(Data items)
********

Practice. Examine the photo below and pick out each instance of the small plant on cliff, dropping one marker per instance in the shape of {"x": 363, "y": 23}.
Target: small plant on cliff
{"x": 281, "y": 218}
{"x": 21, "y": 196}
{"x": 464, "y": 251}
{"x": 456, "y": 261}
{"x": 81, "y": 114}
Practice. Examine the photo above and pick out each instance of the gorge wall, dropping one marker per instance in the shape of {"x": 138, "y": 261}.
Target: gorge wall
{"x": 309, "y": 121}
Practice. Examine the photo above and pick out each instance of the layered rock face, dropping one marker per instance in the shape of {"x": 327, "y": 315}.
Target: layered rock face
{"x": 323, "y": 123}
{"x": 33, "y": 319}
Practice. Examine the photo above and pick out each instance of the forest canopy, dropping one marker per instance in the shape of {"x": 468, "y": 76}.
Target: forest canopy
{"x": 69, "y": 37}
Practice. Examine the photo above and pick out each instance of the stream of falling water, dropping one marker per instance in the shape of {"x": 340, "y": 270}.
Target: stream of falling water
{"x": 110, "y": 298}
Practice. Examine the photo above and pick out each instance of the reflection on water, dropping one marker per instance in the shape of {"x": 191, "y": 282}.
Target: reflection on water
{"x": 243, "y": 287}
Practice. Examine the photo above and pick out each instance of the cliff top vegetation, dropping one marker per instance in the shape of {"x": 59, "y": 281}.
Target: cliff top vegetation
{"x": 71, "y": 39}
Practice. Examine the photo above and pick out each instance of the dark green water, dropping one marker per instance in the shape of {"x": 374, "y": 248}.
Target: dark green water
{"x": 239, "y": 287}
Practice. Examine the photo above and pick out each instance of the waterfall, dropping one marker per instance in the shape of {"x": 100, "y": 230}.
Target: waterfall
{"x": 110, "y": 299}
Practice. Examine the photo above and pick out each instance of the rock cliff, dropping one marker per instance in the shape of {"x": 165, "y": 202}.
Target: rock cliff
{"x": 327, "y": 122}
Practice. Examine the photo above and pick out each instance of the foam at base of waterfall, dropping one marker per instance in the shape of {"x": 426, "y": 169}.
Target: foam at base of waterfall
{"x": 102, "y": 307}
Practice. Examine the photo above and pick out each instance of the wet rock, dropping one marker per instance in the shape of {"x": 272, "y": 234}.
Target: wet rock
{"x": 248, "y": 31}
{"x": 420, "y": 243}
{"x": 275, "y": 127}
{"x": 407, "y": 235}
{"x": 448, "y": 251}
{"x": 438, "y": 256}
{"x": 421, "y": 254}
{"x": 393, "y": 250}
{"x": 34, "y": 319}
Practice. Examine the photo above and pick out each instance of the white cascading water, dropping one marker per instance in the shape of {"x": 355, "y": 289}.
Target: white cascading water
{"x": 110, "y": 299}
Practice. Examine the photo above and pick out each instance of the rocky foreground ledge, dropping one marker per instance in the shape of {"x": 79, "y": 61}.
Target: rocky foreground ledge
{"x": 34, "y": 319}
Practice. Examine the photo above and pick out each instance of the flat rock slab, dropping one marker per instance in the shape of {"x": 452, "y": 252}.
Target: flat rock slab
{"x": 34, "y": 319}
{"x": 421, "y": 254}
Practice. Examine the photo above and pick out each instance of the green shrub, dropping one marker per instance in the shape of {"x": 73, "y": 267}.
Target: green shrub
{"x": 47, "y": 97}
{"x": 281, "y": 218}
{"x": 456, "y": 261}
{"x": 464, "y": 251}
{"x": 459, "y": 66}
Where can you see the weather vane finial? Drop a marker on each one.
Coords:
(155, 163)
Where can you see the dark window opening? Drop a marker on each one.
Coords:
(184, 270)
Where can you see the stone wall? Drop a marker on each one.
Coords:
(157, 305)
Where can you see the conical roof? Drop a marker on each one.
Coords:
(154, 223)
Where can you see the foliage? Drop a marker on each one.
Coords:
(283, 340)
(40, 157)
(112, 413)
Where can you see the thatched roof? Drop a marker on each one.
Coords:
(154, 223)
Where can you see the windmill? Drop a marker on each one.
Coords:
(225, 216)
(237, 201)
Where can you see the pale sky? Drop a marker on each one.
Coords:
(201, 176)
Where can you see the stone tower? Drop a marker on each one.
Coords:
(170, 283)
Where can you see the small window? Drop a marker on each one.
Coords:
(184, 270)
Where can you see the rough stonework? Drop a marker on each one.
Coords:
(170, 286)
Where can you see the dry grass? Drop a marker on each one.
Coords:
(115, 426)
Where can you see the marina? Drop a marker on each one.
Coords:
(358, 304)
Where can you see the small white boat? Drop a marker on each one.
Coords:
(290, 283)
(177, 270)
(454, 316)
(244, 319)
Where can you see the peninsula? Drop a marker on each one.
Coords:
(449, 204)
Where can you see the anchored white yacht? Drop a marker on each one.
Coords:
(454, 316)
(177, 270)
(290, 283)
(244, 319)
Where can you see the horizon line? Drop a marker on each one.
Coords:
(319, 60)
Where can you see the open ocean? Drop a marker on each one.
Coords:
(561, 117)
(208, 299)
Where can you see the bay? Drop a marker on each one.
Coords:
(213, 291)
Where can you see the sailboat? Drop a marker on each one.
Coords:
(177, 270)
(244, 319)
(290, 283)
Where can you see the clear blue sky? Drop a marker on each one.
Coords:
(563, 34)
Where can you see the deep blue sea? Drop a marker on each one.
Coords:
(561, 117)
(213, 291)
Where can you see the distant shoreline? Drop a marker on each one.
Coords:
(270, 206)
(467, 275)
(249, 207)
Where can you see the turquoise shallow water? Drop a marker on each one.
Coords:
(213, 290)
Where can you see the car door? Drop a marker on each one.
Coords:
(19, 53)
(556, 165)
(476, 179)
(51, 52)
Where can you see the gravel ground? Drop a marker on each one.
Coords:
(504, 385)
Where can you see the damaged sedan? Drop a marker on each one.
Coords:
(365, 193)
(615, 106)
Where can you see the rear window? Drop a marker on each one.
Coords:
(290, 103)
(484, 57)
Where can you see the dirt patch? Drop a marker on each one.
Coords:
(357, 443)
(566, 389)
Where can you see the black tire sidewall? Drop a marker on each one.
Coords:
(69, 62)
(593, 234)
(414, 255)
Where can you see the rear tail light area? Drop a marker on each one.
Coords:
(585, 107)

********

What is being asked: Out of the data above, give again only the lines starting at the one holding "of the forest" and ending at the one holding "of the foam", unchanged.

Exercise answer:
Practice. Examine the photo above and pick out each instance of the forest canopy, dropping one marker per instance in the shape of {"x": 468, "y": 76}.
Target: forest canopy
{"x": 69, "y": 37}
Practice. Examine the photo above and pick out each instance of the stream of falling water, dropping one marker per instance in the shape of {"x": 340, "y": 270}.
Target: stream of falling water
{"x": 110, "y": 298}
Practice. Examine the photo above and pick out each instance of the reflection on water, dropping one marker per instance in the shape of {"x": 191, "y": 282}.
Target: reflection on water
{"x": 243, "y": 287}
Practice. Examine the photo above and pick out each instance of the cliff top vegetation, dropping one marker per instance in the shape of {"x": 59, "y": 281}.
Target: cliff top vegetation
{"x": 71, "y": 39}
Practice. Examine the photo above and pick out each instance of the dark green water, dropping one marker per instance in the shape of {"x": 374, "y": 248}.
Target: dark green water
{"x": 239, "y": 287}
Practice. Examine the photo above and pick out each instance of the waterfall, dropping one marker per instance in the shape of {"x": 100, "y": 230}.
Target: waterfall
{"x": 110, "y": 299}
Practice. Examine the photo above and pick out each instance of the rock cliff, dropping one marker per instance in the shape of {"x": 165, "y": 202}.
Target: rock cliff
{"x": 327, "y": 122}
Practice. Examine the photo above and pick out each instance of the foam at base of waterfall, dropping one marker per instance in the shape of {"x": 426, "y": 169}.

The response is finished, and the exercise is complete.